• Selected text
>>>

Reducing Risks from Sources in Medical Uses


Preventing loss and theft of sources

While proper training and experience will reduce the risk of radiation exposure when sealed radioactive sources are used, the vast majority of serious accidents are due to a source that has been lost or stolen. Good operational practices and procedures can reduce such accidents by preventing a source from becoming lost or stolen in the first place.

Maintain proper records of all radiation sources, including isotope, activity, manufacturer, and the name of person responsible.
Establish an effective accounting system for all sources including: a periodic physical inventory of stock to confirm location of sources, a regular check of all sources stored in containers, and a movement log to track sources when taken out of storage, in use, or returned.
Maintain and service equipment regularly as recommended by the manufacturer.
Secure all sources to prevent theft.


Keep a shielded container in the treatment area during use to house the source safely should it accidentally be removed from the patient.
Use care when using a source in an applicator to ensure that it is securely closed or covered.
Suture radioactive needles in the patient to prevent them working loose.
Ensure that the number of sources removed from the patient equal the number inserted.

<<<

• Record extracts

>>>

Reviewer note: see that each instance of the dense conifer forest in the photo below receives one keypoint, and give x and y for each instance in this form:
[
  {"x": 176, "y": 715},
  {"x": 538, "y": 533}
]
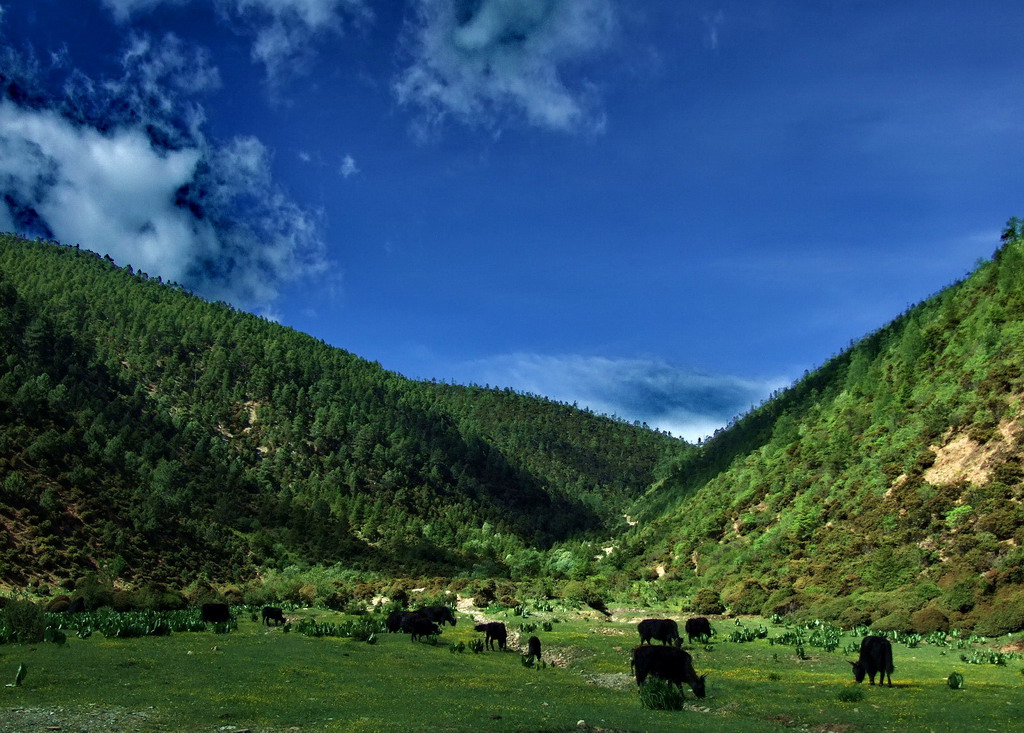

<<<

• Work item A
Decide whether each statement agrees with the guidance on sealed radioactive sources. Answer yes or no for each, and quote the words of the guidance that settle it.
(i) Most serious accidents involve a source that has been lost or stolen.
(ii) Equipment needs servicing only after it stops working.
(iii) Radioactive needles should be sutured in the patient.
• Work item B
According to the guidance on sealed radioactive sources, what details should the records of every radiation source include?
• Work item C
Extend the guidance on sealed radioactive sources by writing what comes after its last line.
The lines placed after the guidance on sealed radioactive sources have no connection to it.

• Response area A
(i) Yes: "the vast majority of serious accidents are due to a source that has been lost or stolen."
(ii) No: "Maintain and service equipment regularly as recommended by the manufacturer."
(iii) Yes: "Suture radioactive needles in the patient to prevent them working loose."

• Response area B
The records should include the isotope, activity, manufacturer, and the name of the person responsible.

• Response area C
Monitor for radiation with a dose rate survey meter after completion of therapy to ensure that no source remains in the patient, treatment area, or ward.
If sources are unaccounted for, monitor dressing and excreta from patient for radioactive sources before disposal.
If a source still cannot be accounted for, monitor all containers (soiled dressing bins, laundry baskets, etc.) coming from the treatment ward for radioactivity. If necessary, monitor likely routes from treatment room to laundry or waste collection areas or other likely areas for signs of radioactivity.
Return sources to stores as soon as possible after use, using a shielded container for transport.

Emergency Planning

All users of sealed radioactive sources should have a contingency plan in place for emergencies, such as a damaged, lost, or stolen source. The plan should detail who is responsible, who must be contacted, and how to get outside assistance to deal with the emergency.